Start of GIVEN TEXT
FDA approves Nuzolvence, first oral gonorrhea treatment in decades
The Food and Drug Administration approved zoliflodacin, to be marketed as Nuzolvence, as a single dose oral treatment for uncomplicated urogenital gonorrhea in adolescents and adults meeting weight criteria. The decision offers a new tool against rising drug resistance, but questions about pricing, access and equitable distribution remain.

The FDA on December 12, 2025 approved zoliflodacin, a first in class spiropyrimidinetrione antibiotic developed by Innoviva Specialty Therapeutics, for treatment of uncomplicated urogenital gonorrhea in patients aged 12 years and older who weigh at least 77 pounds. Marketed as Nuzolvence, the drug is prescribed as a single dose of granules that dissolve in water, providing the first oral alternative for this infection in decades.
Innoviva has presented the agent as active in laboratory studies against Neisseria gonorrhoeae including multidrug resistant strains. The drug was developed through a public private collaboration with the Global Antibiotic Research and Development Partnership, which led the pivotal clinical trial used for regulatory review. The asset traces through a licensing history that included Entasis Therapeutics, an earlier license holder now part of Innoviva Specialty Therapeutics.
Regulatory progress toward approval was public earlier this year when the company announced the FDA had accepted its new drug application on June 10, 2025. Innoviva said the approval follows that submission and positions zoliflodacin as a single dose oral option at a moment public health officials have called urgent. Several outlets noted this approval followed another licensing decision for a gonorrhea therapy within two days, underscoring an unusually active period for treatments in a disease that has seen little therapeutic innovation.
End of GIVEN TEXT
• PROBLEMS TO WORK ON:
A) In the article on the Nuzolvence approval, in what form is the single dose of the drug given?
B) Update the article on the Nuzolvence approval from "The FDA on December" to "infection in decades.", putting "powder" in place of "granules".
The material comes from a separate source and is unrelated to the article on the Nuzolvence approval.
Start of RECORD EXCERPTS
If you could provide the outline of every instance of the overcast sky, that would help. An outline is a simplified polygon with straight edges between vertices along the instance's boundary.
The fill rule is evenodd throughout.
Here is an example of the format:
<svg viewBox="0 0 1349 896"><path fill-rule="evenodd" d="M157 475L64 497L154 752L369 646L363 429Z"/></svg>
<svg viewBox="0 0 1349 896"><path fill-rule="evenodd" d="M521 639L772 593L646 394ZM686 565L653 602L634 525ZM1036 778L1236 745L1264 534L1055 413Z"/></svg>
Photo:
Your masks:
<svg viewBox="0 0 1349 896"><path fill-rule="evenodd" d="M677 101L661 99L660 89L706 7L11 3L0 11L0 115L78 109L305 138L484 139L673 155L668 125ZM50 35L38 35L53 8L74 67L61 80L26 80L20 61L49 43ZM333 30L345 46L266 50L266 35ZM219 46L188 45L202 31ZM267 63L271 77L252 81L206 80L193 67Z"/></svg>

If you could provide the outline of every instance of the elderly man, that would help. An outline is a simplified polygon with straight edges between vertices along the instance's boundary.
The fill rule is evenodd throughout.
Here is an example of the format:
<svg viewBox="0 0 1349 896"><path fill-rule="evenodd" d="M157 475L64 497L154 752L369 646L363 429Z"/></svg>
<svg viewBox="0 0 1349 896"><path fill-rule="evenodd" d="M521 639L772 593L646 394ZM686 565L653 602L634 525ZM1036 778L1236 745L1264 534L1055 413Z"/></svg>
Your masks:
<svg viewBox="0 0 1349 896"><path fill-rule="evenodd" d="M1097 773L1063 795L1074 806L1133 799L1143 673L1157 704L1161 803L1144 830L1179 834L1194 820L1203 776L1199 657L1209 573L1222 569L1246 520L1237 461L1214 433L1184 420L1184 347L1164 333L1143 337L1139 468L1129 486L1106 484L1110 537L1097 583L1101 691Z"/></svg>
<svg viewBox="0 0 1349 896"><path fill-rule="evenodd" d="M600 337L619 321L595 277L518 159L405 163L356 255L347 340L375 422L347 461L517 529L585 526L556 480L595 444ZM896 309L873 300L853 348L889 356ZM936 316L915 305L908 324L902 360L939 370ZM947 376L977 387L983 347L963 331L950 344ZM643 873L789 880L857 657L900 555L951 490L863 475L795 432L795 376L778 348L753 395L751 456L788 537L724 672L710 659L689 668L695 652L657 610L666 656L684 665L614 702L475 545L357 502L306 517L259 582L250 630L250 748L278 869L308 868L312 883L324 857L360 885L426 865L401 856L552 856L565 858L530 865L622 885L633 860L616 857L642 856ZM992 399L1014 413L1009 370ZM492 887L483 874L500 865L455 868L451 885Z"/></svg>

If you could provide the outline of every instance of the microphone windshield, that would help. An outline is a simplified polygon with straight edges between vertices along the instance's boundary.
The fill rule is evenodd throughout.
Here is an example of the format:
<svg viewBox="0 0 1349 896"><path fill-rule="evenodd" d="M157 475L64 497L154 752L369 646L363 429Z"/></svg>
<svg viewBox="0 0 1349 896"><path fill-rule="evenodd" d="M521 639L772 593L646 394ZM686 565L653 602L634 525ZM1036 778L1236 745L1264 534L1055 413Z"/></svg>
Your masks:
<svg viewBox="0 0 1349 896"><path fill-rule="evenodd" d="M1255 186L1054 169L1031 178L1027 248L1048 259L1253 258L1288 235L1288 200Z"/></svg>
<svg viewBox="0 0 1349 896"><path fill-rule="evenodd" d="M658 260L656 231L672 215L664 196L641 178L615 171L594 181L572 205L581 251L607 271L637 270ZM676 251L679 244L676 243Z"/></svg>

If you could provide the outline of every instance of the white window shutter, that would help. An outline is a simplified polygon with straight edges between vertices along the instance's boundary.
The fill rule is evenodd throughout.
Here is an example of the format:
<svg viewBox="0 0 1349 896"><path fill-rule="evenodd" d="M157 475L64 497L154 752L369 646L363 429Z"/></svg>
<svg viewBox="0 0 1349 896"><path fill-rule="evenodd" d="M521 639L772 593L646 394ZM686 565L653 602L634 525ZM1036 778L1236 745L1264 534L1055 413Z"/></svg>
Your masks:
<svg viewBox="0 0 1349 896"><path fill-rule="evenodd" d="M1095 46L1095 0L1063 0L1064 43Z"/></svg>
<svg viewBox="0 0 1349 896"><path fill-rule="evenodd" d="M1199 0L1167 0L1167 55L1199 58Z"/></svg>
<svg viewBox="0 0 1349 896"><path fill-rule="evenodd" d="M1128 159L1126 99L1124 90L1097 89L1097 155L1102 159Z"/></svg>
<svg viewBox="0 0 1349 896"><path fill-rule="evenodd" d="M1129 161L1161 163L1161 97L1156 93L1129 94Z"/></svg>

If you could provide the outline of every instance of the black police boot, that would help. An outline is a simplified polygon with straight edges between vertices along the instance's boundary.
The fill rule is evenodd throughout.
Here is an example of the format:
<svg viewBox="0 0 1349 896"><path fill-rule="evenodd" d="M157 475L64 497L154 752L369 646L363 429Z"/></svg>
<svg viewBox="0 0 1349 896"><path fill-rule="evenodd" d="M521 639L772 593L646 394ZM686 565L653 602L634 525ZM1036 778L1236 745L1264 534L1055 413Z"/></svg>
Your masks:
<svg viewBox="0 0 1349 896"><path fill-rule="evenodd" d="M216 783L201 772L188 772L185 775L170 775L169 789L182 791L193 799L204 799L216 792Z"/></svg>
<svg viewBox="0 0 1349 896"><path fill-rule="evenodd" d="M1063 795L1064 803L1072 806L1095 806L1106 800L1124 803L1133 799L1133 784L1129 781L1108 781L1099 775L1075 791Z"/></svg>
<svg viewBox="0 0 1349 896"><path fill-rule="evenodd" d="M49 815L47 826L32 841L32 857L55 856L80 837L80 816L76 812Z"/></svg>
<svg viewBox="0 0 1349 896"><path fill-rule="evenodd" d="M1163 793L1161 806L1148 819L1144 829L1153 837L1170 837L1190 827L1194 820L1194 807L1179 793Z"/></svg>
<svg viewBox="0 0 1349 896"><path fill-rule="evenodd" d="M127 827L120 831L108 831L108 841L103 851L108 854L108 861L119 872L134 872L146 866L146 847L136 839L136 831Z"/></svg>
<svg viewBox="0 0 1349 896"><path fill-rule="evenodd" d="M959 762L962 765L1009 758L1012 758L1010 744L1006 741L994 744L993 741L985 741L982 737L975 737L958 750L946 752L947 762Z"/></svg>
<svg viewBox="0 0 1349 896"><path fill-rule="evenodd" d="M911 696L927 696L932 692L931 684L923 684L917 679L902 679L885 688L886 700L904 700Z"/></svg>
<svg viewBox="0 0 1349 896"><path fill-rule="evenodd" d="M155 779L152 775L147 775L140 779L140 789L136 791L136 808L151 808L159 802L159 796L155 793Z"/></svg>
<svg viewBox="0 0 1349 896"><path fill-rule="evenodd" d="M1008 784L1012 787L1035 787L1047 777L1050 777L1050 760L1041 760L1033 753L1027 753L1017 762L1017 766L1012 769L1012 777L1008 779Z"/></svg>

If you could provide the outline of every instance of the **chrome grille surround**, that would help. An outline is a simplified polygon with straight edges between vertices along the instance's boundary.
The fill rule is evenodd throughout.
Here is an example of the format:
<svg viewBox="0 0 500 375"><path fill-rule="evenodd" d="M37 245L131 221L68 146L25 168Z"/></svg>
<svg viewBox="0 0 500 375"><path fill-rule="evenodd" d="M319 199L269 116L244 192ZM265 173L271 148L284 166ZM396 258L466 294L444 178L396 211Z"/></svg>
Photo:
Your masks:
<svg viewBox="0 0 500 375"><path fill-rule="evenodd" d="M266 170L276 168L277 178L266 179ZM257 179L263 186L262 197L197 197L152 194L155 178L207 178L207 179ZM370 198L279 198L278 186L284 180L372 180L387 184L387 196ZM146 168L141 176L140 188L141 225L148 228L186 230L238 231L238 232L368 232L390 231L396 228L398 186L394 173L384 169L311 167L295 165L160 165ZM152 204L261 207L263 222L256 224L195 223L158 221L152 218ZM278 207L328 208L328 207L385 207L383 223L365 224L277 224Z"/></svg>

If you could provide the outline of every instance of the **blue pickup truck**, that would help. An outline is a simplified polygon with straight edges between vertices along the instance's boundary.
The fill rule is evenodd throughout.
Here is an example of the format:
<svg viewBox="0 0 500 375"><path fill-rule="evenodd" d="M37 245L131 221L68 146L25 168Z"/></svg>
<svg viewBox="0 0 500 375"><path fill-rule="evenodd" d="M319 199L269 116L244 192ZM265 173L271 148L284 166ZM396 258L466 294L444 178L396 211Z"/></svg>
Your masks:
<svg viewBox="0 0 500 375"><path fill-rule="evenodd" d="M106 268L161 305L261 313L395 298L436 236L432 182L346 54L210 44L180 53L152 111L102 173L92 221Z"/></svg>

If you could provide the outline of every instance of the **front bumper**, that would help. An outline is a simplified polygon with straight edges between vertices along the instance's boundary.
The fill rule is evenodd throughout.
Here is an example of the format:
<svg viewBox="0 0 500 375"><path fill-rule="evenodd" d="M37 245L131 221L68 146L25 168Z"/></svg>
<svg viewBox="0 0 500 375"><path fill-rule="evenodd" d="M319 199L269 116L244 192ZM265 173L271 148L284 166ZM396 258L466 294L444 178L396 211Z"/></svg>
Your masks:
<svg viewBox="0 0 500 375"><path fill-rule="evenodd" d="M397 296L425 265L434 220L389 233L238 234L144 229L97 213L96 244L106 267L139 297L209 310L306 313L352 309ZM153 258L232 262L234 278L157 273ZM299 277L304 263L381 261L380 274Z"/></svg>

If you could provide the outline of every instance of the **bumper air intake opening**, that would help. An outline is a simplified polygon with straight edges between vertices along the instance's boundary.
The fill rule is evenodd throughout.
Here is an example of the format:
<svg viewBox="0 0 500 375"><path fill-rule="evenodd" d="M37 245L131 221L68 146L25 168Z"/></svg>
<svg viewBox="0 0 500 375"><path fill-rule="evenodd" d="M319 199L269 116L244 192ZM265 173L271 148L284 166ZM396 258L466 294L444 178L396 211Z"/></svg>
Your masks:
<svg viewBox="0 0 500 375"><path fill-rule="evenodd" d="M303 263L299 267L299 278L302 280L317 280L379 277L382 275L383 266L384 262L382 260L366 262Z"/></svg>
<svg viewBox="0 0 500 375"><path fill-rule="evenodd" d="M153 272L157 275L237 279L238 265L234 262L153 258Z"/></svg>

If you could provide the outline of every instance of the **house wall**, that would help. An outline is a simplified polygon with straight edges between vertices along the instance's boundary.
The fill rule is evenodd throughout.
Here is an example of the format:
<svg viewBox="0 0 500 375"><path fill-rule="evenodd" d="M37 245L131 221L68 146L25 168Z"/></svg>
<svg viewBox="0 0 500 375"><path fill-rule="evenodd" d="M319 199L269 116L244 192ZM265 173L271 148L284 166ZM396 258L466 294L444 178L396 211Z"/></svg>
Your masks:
End of RECORD EXCERPTS
• RESPONSES BY TASK:
A) It is given as granules that dissolve in water.

B)
The FDA on December 12, 2025 approved zoliflodacin, a first in class spiropyrimidinetrione antibiotic developed by Innoviva Specialty Therapeutics, for treatment of uncomplicated urogenital gonorrhea in patients aged 12 years and older who weigh at least 77 pounds. Marketed as Nuzolvence, the drug is prescribed as a single dose of powder that dissolve in water, providing the first oral alternative for this infection in decades.